** Rows **
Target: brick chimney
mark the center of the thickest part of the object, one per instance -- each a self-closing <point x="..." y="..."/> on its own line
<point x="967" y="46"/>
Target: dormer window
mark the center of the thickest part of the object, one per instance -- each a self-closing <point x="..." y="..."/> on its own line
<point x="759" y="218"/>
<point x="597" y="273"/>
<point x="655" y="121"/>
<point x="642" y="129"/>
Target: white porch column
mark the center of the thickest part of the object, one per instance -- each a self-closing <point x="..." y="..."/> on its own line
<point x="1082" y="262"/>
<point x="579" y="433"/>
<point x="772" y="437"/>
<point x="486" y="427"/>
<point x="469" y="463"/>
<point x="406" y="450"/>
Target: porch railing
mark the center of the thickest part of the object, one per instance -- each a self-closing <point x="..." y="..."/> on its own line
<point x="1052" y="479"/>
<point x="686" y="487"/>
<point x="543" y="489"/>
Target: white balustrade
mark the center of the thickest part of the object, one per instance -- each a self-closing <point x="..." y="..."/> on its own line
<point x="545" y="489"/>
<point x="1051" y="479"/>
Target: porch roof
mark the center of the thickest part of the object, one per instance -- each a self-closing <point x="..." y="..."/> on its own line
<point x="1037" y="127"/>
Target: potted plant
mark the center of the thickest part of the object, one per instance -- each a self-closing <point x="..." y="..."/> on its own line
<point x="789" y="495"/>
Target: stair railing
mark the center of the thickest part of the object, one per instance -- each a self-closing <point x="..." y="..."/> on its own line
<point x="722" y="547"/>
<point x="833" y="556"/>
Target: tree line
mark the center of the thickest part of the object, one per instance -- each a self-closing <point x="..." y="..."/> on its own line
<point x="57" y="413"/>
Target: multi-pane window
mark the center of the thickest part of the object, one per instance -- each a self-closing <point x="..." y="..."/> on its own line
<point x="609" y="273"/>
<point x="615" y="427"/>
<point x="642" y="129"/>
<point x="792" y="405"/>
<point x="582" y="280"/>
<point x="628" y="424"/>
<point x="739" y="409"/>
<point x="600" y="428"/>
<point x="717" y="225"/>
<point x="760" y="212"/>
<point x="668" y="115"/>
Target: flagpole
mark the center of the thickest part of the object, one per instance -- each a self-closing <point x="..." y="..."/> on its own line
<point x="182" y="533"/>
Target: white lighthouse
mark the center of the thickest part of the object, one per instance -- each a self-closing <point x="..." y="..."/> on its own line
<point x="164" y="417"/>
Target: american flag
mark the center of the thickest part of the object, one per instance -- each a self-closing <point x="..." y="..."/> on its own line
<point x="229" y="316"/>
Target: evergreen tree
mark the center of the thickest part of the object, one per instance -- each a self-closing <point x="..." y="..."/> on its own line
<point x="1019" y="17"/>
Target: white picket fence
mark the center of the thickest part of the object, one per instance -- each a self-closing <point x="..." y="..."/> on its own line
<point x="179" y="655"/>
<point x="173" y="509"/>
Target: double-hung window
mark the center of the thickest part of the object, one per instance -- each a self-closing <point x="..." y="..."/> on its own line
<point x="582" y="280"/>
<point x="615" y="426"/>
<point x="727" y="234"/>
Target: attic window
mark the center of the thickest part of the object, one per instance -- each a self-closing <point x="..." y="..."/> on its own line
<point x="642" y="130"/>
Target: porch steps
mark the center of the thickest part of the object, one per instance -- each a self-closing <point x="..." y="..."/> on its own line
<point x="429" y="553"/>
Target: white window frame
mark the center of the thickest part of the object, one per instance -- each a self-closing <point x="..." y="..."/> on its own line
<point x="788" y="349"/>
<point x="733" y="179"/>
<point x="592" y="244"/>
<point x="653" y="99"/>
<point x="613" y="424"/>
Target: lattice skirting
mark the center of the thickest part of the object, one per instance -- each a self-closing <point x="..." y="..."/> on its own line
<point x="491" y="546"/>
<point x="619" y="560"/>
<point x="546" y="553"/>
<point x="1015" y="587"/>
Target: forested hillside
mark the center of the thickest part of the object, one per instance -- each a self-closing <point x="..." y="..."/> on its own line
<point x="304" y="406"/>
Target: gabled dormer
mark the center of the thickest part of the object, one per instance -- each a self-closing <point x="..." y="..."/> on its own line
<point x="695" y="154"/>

** Task instructions **
Extract all of the data exactly as written.

** Result for this exercise **
Target: brick chimney
mark the center of the thickest part of the object, one per instance -- each a self-closing <point x="..." y="..."/> on its own line
<point x="967" y="46"/>
Target: dormer window
mark the center of the thickest part of the object, one per instance -- each a self-closing <point x="..." y="..."/> on its own line
<point x="759" y="218"/>
<point x="597" y="273"/>
<point x="655" y="121"/>
<point x="642" y="129"/>
Target: white porch column
mark the center of the thickest part of the object, one per instance -- each a self-closing <point x="..." y="..."/> on its own line
<point x="1082" y="262"/>
<point x="579" y="433"/>
<point x="772" y="437"/>
<point x="486" y="427"/>
<point x="469" y="463"/>
<point x="406" y="450"/>
Target: porch railing
mark the center of the thickest part of the object, one per instance -- each a self-closing <point x="..." y="..."/> on its own line
<point x="1052" y="479"/>
<point x="686" y="487"/>
<point x="543" y="489"/>
Target: white balustrade
mark the center of the thickest part of the object, one per instance -- each a self-closing <point x="..." y="..."/> on its own line
<point x="545" y="489"/>
<point x="1051" y="479"/>
Target: porch roof
mark the center of the thickest part of the object, one per instance -- each a self-closing <point x="..." y="..."/> on its own line
<point x="1037" y="127"/>
Target: potted plant
mark the center of the thickest part of the object, one per instance -- each a self-closing <point x="..." y="..."/> on its own line
<point x="789" y="495"/>
Target: stair railing
mark the center of the thickest part of the object, one per instance -- each a self-closing <point x="..." y="..."/> on its own line
<point x="722" y="547"/>
<point x="833" y="556"/>
Target: tree line
mark the center of the thickest part of the object, one per instance -- each a self-closing <point x="..." y="..."/> on its own line
<point x="57" y="413"/>
Target: multi-pane window
mark the center of the thickest part of the object, one per instance -- each a self-closing <point x="..." y="..."/> on its own line
<point x="609" y="273"/>
<point x="615" y="427"/>
<point x="642" y="129"/>
<point x="792" y="405"/>
<point x="582" y="280"/>
<point x="628" y="424"/>
<point x="739" y="409"/>
<point x="600" y="428"/>
<point x="717" y="225"/>
<point x="760" y="212"/>
<point x="668" y="115"/>
Target: flagpole
mark the center of the thickest part of the object, one per instance -- each a self-closing <point x="..." y="..."/> on its own line
<point x="182" y="533"/>
Target: white lighthouse
mark the center of the thickest part of the object, one per instance -- each a self-closing <point x="..." y="..."/> on its own line
<point x="164" y="417"/>
Target: american flag
mark the center of the thickest part of the object, one per instance -- each a self-closing <point x="..." y="..."/> on its own line
<point x="229" y="316"/>
Target: evergreen tree
mark the center of the thickest part of the object, one per instance -- each a self-closing <point x="..." y="..."/> on its own line
<point x="1019" y="17"/>
Target: white picket fence
mark the center of the thickest part of the object, one per instance -- each a self-closing <point x="..." y="..."/> on its own line
<point x="179" y="655"/>
<point x="173" y="509"/>
Target: double-hung window
mark the center of the thickest part of the object, one per instance -- each a self-closing <point x="..." y="..."/> on its own line
<point x="582" y="280"/>
<point x="615" y="426"/>
<point x="727" y="234"/>
Target: attic window
mark the center of the thickest part of the object, one per instance -- each a self-closing <point x="..." y="..."/> on its own line
<point x="642" y="130"/>
Target: porch steps
mark the center of the thickest part of the object, one per instance -- each a self-closing <point x="..." y="..."/> on its own line
<point x="429" y="553"/>
Target: white window frame
mark the center of the thickest part of the object, one per instance -- each a self-closing <point x="..." y="..."/> on its own line
<point x="788" y="349"/>
<point x="733" y="179"/>
<point x="592" y="244"/>
<point x="653" y="99"/>
<point x="613" y="424"/>
Target: lattice skirting
mark the center of the thickest part of the object, one per instance -- each a self-closing <point x="..." y="..."/> on its own line
<point x="491" y="546"/>
<point x="619" y="560"/>
<point x="546" y="553"/>
<point x="1015" y="587"/>
Target: forested hillside
mark the center of the thickest part of the object, one per instance -- each a self-closing <point x="..." y="..."/> on its own line
<point x="304" y="406"/>
Target: gabled dormer
mark the center of the thickest part of the object, one per instance -- each a self-closing <point x="..." y="..."/> on its own line
<point x="695" y="154"/>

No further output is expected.